Stored data
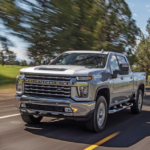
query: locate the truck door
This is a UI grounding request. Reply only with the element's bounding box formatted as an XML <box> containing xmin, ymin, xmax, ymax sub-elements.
<box><xmin>110</xmin><ymin>54</ymin><xmax>125</xmax><ymax>104</ymax></box>
<box><xmin>116</xmin><ymin>55</ymin><xmax>133</xmax><ymax>100</ymax></box>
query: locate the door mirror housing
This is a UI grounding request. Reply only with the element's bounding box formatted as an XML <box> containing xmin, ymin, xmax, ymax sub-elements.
<box><xmin>119</xmin><ymin>63</ymin><xmax>129</xmax><ymax>75</ymax></box>
<box><xmin>111</xmin><ymin>70</ymin><xmax>120</xmax><ymax>78</ymax></box>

◆ Task description:
Scan the entries above for the word "query" and collect each line holding it.

◆ Finished exercise:
query: locate the truck door
query: locate the door mirror housing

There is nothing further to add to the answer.